### [TEXT UNDER STUDY]
Back to Archive Page # 15

15-1  Melvin L. Dietrich


Most memorable experience:

At unexpected intervals during several projects, my father and the other welders would be hustled out of the buildings by security personnel, without explanation. When they returned they often found their work had been altered.

Most memorable story:

Some fellow workers and my dad were sitting in a beer hall near the Oak Ridge facility when a blare of sirens announced the entry of two FBI men. The two men wanted to know if anyone had seen any strangers loitering nearby. Nobody had noticed anything unusual so the FBI men left the premises. A few days later they learned that the FBI had been searching for foreigners they knew to be armed with explosives.

Biography:

After receiving "Q" Clearance for entrance into sensitive areas of any weapons industry, Melvin L. Dietrich worked as a welder/electrician in a number of facilities. He worked in Oak Ridge, Tennessee on three separate occasions. In 1944-45, he was employed by Comstock & Bryant Electrical Company as foreman over three crews of welders. At war's end he moved back to his home state of Ohio. In 1950-51, he returned to Oak Ridge for another year's work (at "K-29"), as an electrician employed by the Edenfield Electric Company. From there he went to Paducah to work for F. H. McGraw, however, because of continuous work stoppages, he stayed there only five weeks. He spent the next three years at the Savannah River Project under I. E. DuPont. In 1954, he returned to Oak Ridge for one final time as an electrician under Edenfield Electric once more. He left the weapons industry in 1955, because of a "strange" burn on his left hand. He was ill with chronic bleeding ulcers and worried about the hand, so he returned to his home state of Ohio for the duration of his career. He was very proud of his contribution to the war effort, but never spoke of many things he actually did.

### [EXERCISE DATA]
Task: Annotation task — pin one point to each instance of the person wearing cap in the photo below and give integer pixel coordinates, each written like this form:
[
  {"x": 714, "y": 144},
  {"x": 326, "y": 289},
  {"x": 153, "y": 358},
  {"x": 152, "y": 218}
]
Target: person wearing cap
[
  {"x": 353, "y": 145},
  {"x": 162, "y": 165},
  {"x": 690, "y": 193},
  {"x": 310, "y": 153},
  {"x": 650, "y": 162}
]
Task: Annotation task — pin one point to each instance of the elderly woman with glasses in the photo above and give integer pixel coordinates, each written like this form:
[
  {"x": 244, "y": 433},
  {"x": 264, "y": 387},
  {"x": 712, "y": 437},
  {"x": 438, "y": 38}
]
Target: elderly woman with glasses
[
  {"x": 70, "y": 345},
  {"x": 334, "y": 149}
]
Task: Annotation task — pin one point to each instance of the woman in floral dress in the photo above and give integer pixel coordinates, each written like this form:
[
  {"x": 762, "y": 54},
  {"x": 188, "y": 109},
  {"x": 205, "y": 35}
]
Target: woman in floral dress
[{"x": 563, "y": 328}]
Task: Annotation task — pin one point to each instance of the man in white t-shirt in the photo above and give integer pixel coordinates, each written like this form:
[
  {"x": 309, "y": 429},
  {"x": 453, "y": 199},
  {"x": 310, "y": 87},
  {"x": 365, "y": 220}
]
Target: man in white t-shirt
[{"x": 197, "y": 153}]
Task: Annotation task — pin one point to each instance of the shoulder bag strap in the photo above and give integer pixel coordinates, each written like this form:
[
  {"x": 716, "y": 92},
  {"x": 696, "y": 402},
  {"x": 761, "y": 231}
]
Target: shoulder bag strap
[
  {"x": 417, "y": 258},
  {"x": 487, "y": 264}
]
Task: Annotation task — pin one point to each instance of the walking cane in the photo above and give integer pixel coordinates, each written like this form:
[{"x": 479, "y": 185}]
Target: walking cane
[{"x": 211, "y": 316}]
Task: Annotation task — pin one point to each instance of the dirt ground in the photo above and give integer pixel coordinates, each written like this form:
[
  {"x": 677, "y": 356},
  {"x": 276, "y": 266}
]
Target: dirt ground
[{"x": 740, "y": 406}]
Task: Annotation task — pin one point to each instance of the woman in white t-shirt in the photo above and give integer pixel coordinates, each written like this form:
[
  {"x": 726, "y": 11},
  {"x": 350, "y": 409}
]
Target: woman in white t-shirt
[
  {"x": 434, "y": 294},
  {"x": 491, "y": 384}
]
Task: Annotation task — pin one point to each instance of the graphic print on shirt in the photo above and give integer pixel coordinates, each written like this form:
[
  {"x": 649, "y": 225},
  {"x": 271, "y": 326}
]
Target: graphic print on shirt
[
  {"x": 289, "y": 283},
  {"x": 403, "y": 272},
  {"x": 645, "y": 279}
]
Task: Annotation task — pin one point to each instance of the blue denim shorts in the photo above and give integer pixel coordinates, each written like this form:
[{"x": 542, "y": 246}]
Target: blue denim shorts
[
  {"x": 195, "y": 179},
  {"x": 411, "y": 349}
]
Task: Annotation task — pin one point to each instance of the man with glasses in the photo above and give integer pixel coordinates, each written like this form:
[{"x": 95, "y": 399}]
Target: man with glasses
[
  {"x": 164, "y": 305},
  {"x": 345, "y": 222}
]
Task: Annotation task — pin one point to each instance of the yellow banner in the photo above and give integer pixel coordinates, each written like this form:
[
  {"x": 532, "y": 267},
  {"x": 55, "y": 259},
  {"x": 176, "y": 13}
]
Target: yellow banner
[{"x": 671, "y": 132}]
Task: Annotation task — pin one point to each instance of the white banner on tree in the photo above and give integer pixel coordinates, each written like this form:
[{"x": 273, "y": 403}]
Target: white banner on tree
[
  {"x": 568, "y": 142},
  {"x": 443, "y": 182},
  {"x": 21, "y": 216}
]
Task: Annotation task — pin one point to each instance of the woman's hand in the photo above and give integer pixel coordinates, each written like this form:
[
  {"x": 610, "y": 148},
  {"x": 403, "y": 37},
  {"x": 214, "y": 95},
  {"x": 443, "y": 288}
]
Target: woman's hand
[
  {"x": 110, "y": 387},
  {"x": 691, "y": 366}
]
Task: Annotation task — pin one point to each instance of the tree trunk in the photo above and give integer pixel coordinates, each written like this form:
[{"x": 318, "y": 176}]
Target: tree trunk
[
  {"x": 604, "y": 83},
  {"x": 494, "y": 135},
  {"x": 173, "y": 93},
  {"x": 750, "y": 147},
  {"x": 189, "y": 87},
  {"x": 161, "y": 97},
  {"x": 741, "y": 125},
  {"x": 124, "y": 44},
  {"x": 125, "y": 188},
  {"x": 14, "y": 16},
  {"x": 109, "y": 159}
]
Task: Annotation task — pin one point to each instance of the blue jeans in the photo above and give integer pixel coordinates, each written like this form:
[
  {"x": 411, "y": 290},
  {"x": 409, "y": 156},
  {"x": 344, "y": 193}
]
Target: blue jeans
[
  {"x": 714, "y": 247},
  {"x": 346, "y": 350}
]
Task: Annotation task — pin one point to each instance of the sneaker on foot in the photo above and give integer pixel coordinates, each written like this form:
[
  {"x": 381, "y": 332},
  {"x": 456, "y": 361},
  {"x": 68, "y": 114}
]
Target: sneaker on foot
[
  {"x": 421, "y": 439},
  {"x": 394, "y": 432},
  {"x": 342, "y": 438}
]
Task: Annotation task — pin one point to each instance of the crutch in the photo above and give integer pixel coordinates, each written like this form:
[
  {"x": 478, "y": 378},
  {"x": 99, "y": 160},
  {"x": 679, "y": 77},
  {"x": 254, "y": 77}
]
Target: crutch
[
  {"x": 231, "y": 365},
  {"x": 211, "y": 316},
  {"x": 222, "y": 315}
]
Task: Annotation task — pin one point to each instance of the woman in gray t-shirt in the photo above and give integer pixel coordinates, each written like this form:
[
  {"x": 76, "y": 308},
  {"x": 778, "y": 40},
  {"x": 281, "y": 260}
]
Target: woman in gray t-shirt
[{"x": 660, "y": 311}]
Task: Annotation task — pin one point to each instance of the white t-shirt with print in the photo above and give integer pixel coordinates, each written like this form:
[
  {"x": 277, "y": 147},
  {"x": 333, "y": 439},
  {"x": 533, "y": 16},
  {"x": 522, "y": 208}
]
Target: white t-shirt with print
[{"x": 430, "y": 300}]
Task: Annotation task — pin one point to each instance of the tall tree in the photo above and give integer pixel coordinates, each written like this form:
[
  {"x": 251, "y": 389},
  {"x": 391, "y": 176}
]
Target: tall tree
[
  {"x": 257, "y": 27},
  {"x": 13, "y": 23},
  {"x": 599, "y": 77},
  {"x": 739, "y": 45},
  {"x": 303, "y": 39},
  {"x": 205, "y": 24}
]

### [EXERCISE REQUIREMENTS]
**1)** According to the Melvin L. Dietrich entry, how long did he stay at Paducah?
**2)** Translate this sentence from the Melvin L. Dietrich entry into Spanish: "At war's end he moved back to his home state of Ohio."
**3)** Reproduce the Melvin L. Dietrich entry from the words "Back to Archive" up to and including the words "had been altered.".
The records are separate material and are not related to the Melvin L. Dietrich entry.

### [RESULTS OF THE EXERCISE]
**1)** He stayed there only five weeks.

**2)** Al terminar la guerra, regresó a su estado natal de Ohio.

**3)**
Back to Archive Page # 15

15-1  Melvin L. Dietrich


Most memorable experience:

At unexpected intervals during several projects, my father and the other welders would be hustled out of the buildings by security personnel, without explanation. When they returned they often found their work had been altered.